● WRITTEN TASK: Rewrite the records starting with the line that contains "Could you locate every white cloud" and going on through the line that contains "xmin=311 ymin=167 xmax=450 ymax=237", changing every "picture" to "image" and leaving everything else unchanged.

● DATA FOR THIS EXERCISE:
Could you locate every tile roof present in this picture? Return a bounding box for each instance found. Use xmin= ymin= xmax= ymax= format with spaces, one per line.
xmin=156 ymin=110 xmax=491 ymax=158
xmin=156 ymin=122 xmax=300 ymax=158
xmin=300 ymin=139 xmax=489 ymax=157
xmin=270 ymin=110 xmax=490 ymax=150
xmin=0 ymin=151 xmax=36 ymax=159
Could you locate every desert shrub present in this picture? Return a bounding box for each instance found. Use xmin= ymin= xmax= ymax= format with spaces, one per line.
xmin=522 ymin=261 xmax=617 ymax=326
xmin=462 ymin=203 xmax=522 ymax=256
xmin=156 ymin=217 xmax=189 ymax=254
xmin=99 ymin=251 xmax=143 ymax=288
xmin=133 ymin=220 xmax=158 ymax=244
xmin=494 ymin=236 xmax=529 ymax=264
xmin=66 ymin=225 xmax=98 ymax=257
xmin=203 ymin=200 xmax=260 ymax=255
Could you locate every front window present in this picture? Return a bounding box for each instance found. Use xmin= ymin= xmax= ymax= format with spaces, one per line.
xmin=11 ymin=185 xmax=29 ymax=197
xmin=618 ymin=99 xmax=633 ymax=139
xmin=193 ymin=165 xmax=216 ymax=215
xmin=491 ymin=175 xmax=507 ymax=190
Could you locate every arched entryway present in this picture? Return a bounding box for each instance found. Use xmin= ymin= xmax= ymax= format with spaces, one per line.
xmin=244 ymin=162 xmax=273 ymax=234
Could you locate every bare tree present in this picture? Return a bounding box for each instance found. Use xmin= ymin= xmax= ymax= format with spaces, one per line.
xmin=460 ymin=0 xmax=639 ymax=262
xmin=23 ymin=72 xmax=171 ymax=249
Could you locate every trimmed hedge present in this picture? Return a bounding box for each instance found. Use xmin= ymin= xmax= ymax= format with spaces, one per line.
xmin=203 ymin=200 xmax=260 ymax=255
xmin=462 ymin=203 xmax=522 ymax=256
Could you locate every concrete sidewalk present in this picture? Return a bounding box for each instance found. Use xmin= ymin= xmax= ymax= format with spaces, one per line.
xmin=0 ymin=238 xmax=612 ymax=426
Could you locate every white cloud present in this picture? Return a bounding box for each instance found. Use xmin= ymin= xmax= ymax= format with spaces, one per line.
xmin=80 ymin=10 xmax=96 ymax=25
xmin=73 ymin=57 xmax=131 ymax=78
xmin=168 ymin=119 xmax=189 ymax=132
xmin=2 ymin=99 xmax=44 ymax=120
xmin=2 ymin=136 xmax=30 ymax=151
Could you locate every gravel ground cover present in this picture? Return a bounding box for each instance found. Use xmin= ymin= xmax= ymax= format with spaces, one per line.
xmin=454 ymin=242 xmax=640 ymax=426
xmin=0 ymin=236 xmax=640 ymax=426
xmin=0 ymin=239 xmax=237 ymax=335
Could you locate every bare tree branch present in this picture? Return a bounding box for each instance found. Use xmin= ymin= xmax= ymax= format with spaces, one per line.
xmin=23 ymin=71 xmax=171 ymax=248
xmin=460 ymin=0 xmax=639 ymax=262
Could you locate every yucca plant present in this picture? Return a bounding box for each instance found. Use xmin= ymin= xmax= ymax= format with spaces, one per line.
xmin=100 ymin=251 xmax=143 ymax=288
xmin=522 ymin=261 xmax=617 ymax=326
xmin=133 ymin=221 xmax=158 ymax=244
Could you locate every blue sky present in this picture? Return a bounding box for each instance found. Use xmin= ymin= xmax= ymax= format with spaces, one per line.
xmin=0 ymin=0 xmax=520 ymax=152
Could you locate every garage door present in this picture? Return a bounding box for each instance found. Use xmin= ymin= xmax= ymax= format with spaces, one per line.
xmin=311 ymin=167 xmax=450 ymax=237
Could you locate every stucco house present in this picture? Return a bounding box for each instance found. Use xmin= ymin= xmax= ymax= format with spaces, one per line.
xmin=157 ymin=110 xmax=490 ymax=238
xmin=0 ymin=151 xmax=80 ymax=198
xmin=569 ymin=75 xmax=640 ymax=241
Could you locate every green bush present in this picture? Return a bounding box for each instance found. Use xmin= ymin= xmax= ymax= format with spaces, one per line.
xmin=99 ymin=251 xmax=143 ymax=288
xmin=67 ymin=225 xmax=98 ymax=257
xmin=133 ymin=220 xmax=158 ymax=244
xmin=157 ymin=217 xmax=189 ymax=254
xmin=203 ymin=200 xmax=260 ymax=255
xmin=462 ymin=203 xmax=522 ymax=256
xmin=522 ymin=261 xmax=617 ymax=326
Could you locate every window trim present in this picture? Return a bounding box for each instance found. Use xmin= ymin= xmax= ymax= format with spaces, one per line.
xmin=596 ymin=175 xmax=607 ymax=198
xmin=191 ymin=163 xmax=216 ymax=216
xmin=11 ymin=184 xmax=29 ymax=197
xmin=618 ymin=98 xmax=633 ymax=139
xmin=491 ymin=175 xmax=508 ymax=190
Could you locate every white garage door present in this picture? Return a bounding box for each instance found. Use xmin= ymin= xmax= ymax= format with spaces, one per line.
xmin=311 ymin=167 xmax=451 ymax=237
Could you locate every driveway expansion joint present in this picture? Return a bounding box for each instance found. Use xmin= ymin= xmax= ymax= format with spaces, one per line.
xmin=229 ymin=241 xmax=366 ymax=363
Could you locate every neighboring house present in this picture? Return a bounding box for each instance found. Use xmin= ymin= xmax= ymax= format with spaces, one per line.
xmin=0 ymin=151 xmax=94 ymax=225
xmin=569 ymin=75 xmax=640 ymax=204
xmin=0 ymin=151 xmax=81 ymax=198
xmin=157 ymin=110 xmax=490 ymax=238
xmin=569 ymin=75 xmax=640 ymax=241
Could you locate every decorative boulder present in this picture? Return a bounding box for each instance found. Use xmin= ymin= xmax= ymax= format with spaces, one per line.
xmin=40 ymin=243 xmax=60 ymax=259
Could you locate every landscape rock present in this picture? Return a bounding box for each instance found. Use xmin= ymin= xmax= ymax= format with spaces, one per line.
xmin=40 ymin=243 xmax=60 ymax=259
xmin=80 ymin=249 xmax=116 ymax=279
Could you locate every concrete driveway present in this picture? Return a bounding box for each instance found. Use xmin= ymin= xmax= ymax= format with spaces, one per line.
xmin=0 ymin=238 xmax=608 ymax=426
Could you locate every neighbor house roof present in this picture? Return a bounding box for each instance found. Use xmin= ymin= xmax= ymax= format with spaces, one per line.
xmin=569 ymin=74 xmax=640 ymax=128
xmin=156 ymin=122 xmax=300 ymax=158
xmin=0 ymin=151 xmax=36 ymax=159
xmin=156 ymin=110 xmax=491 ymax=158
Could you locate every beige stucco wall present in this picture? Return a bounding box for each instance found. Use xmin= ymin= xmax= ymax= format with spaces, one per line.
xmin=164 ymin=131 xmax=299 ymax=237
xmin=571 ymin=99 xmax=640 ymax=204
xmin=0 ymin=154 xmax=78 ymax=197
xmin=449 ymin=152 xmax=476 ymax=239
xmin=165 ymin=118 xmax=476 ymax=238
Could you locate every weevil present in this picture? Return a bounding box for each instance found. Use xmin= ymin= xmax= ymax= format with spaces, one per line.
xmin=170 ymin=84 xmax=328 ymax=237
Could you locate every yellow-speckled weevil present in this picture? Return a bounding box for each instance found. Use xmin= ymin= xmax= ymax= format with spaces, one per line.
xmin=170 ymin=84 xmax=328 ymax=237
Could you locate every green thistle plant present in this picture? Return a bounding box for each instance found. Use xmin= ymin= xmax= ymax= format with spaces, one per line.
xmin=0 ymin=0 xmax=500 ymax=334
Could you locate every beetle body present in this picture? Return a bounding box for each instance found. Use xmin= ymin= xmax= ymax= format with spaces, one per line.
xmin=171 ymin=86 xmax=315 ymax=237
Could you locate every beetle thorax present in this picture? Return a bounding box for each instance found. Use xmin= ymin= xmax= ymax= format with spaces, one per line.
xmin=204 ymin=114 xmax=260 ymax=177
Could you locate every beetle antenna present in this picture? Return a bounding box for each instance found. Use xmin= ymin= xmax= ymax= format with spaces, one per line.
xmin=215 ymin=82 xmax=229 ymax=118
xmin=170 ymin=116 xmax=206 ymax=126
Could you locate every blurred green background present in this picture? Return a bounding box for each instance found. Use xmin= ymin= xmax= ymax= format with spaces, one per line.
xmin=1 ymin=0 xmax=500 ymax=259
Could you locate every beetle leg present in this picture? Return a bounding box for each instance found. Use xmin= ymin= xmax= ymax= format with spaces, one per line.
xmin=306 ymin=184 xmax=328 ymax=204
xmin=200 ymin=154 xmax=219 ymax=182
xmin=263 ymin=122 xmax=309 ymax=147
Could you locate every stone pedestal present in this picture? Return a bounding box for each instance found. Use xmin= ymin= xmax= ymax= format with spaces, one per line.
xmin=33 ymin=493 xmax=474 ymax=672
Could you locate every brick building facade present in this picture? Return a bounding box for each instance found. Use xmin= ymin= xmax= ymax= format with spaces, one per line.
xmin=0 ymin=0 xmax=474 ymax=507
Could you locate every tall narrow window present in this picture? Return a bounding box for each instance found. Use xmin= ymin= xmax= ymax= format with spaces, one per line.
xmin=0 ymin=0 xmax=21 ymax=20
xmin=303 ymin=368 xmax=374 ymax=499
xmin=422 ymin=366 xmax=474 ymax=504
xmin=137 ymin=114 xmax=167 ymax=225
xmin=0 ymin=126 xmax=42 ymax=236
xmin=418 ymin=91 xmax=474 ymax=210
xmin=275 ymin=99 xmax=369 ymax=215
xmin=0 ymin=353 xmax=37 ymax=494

● RESPONSE TO THE TASK:
Could you locate every white cloud present in this image? Return a bounding box for each instance found. Use xmin= ymin= xmax= ymax= format with spaces, one per line.
xmin=80 ymin=10 xmax=96 ymax=25
xmin=73 ymin=57 xmax=131 ymax=78
xmin=168 ymin=119 xmax=189 ymax=132
xmin=2 ymin=99 xmax=44 ymax=120
xmin=2 ymin=136 xmax=30 ymax=151
Could you locate every gravel ground cover present in this image? Return a bounding box for each instance found. Use xmin= ymin= xmax= ymax= format with spaces, one per line.
xmin=454 ymin=242 xmax=640 ymax=426
xmin=0 ymin=236 xmax=640 ymax=426
xmin=0 ymin=239 xmax=237 ymax=335
Could you locate every bare tree branch present in this image? Return a bounding box for each instance found. Use xmin= ymin= xmax= ymax= format with spaces, one per line.
xmin=23 ymin=71 xmax=171 ymax=248
xmin=460 ymin=0 xmax=639 ymax=262
Could you locate every yucca plant present in this image? Return a bounding box for each instance found. Use xmin= ymin= xmax= ymax= format with spaces, one per line.
xmin=100 ymin=251 xmax=143 ymax=288
xmin=522 ymin=261 xmax=617 ymax=326
xmin=133 ymin=221 xmax=158 ymax=244
Could you locate every blue sky present in this image? Return a bounding box for each instance found. Use xmin= ymin= xmax= ymax= format with spaces, one per line.
xmin=0 ymin=0 xmax=520 ymax=152
Could you locate every garage door present in this image? Return a bounding box for each instance found. Use xmin= ymin= xmax= ymax= format with spaces, one per line.
xmin=311 ymin=167 xmax=450 ymax=237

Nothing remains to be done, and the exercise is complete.